**Exercise passage:**
BEGIN

Thank you for sharing, A1!
Sometimes people pick fights in order to psychologically distance themselves when they want to end the relationships.
Are you sure you still want to be in this relationship?
If so, for every instance where you feel like criticizing, think of a positive thing about him. Even better, think about his positive traits and how that makes you feel all the time and do it actively.
Also could be passive aggressive behavior. You need to figure out the reason why, are you harboring any unresolved anger or resentment towards him?
I don’t have any unresolved anger or resentment towards him. He’s such a good guy and so sweet to me. I don’t know why I keep behaving this way. It makes me feel really bad and more anxious
Do you respect him? Do you think you can do better? Do you find yourself wondering “what if”? I think you need to figure out the under lying issue here. You may want to talk to a therapist.
Ugh, you sound like me. I wish I know how to stop it
Agree with above comment^
Could stem from anxiety or could be that there’s something about him turning you off so you’re getting annoyed easily?
I do have anxiety, but why do I lash out on him? Shouldn’t I be blaming myself more? He’s just trying to be there for me and I keep lashing out and criticizing and judging him
Are there behaviors/habits that he exhibit that don't meet your standards, whatever they may be? Have you asked him to fix and he's either being "too slow to fix" (for you) or not fixing at all? Identify as well the cause of loss of respect and more importantly, reflect whether you feel contempt towards him (for whatever reason). I come from similar experience - I was very critical of my BF as well for a time period, but recognized that after some reading articles about contempt and how that is the #1 destroyer of relationships. In my case, it was because he's still in school (we're long-distance), has been struggling for a long time, and it's still TBD as to when he will graduate whereas I am working, finished school, have a good job, etc. I was feeling pressured by society's standards and my family's standards, stress from work, anxiety about the job search all at the same time, and feeling resentful that he can't join me so that we can be DINKs (lol) and because I feel "held back" from shared goals for travelling together, buying a home, starting out our lives, etc. I was taking it out on him unconsciously (until I realized what was happening). I have since discussed with my SO about this, and we've worked through it together. Perhaps you are a generally very critical person and need to work on this weakness (no judgement - I tend to be this way, too and continue to work on this), but it could also be that there is a deeper issue that you both can resolve together. All the best to you!

END

**Source material:**
BEGIN

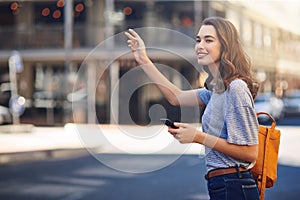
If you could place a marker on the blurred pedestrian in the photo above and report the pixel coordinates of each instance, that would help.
(229, 123)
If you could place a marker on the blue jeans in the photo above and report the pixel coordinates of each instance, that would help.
(237, 186)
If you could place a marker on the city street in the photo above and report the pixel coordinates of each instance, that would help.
(86, 178)
(137, 169)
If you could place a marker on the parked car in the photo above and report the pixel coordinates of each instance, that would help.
(5, 115)
(292, 103)
(268, 102)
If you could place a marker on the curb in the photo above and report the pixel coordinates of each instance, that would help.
(31, 156)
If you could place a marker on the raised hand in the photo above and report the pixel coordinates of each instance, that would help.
(137, 46)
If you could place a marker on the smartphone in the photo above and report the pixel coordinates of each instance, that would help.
(168, 122)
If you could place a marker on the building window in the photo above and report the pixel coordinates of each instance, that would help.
(257, 35)
(247, 31)
(267, 37)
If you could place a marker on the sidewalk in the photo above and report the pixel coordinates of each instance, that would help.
(78, 139)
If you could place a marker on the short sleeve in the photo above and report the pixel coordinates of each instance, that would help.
(204, 95)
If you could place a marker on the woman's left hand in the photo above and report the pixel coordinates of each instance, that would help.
(184, 134)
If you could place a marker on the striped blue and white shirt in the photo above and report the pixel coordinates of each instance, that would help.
(231, 116)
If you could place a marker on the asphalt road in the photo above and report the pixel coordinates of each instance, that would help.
(86, 178)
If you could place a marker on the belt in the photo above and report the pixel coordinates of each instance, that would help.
(223, 171)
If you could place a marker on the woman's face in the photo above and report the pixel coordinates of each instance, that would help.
(208, 46)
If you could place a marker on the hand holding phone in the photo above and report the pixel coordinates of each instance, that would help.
(168, 122)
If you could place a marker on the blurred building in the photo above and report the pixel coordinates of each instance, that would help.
(67, 48)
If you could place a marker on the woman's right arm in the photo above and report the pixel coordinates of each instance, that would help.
(172, 93)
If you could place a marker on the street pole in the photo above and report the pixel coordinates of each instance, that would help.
(68, 39)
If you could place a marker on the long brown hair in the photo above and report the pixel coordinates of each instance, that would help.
(234, 62)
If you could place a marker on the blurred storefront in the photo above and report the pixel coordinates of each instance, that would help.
(55, 91)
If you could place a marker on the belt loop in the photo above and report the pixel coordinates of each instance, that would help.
(238, 171)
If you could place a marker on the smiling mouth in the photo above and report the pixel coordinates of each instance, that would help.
(201, 55)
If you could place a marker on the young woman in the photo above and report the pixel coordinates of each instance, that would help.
(229, 122)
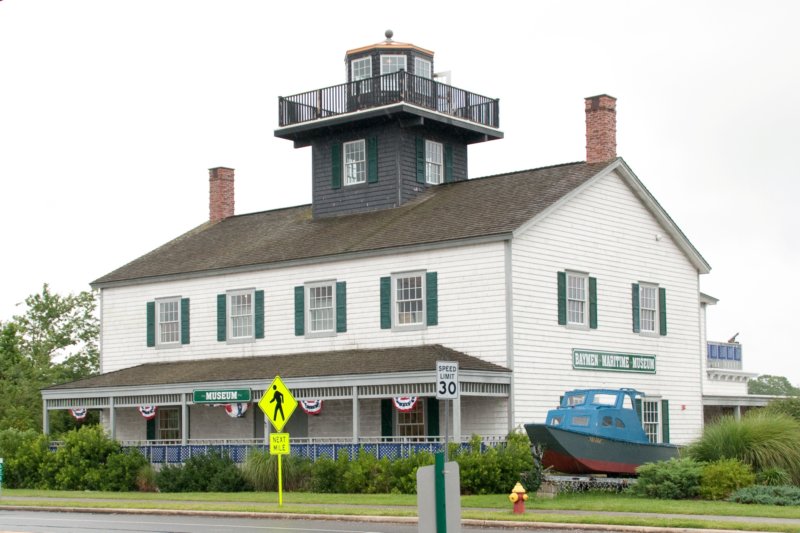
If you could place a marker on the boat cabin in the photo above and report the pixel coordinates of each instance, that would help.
(607, 413)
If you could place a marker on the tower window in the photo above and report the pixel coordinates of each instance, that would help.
(433, 162)
(355, 162)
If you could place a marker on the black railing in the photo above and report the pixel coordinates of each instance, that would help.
(384, 90)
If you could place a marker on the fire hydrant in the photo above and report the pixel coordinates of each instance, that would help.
(518, 497)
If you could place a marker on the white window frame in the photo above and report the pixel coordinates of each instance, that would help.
(404, 426)
(232, 336)
(361, 69)
(160, 343)
(387, 84)
(651, 419)
(164, 415)
(434, 162)
(396, 302)
(575, 302)
(648, 313)
(309, 310)
(355, 170)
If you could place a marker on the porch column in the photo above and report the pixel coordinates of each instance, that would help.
(45, 418)
(355, 414)
(456, 419)
(112, 416)
(184, 420)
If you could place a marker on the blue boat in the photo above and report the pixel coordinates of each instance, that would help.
(596, 431)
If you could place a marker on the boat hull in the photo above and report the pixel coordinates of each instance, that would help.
(572, 452)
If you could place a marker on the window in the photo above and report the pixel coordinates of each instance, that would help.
(389, 65)
(433, 162)
(412, 423)
(169, 423)
(240, 315)
(409, 300)
(361, 69)
(355, 162)
(649, 309)
(651, 420)
(320, 308)
(422, 68)
(168, 322)
(577, 300)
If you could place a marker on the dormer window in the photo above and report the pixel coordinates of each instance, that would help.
(355, 162)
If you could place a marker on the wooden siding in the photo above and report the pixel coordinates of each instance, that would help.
(396, 156)
(606, 232)
(471, 291)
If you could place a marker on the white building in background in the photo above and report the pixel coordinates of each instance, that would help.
(536, 282)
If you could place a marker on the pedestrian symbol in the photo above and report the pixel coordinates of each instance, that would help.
(278, 404)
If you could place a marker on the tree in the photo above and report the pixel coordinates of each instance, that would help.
(775, 385)
(54, 341)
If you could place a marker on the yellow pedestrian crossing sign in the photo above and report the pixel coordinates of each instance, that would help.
(278, 404)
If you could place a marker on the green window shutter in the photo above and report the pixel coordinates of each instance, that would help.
(299, 311)
(562, 298)
(420, 160)
(259, 315)
(372, 160)
(448, 163)
(222, 317)
(151, 324)
(336, 166)
(432, 298)
(151, 429)
(386, 302)
(184, 320)
(432, 405)
(386, 417)
(341, 306)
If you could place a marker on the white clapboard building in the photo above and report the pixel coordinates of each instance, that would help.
(535, 282)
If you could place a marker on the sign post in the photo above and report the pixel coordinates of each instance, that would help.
(447, 388)
(278, 414)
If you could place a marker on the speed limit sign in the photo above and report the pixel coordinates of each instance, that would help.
(447, 387)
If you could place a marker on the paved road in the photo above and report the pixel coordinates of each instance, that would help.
(71, 522)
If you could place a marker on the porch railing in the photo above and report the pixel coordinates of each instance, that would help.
(167, 452)
(384, 90)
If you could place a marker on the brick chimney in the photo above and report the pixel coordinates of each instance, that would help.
(220, 198)
(601, 128)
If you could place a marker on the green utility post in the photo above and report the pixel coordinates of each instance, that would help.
(441, 507)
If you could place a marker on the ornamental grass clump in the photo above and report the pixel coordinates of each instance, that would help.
(760, 439)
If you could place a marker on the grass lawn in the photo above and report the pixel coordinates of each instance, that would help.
(486, 507)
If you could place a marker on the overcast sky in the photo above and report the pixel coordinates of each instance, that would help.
(112, 112)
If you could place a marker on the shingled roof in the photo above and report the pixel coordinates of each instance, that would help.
(305, 365)
(493, 205)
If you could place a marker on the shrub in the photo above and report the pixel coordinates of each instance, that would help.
(675, 479)
(260, 469)
(210, 472)
(773, 477)
(721, 478)
(761, 439)
(759, 494)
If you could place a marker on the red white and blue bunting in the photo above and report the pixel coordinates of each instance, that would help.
(404, 403)
(148, 411)
(311, 407)
(236, 410)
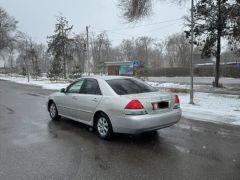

END

**Task prompt:** From the forum thread, copy word for word the part starting with "Also could be" and going on through "getting annoyed easily?". The entries have nothing to do with the forum thread.

**Answer for the task:**
Also could be passive aggressive behavior. You need to figure out the reason why, are you harboring any unresolved anger or resentment towards him?
I don’t have any unresolved anger or resentment towards him. He’s such a good guy and so sweet to me. I don’t know why I keep behaving this way. It makes me feel really bad and more anxious
Do you respect him? Do you think you can do better? Do you find yourself wondering “what if”? I think you need to figure out the under lying issue here. You may want to talk to a therapist.
Ugh, you sound like me. I wish I know how to stop it
Agree with above comment^
Could stem from anxiety or could be that there’s something about him turning you off so you’re getting annoyed easily?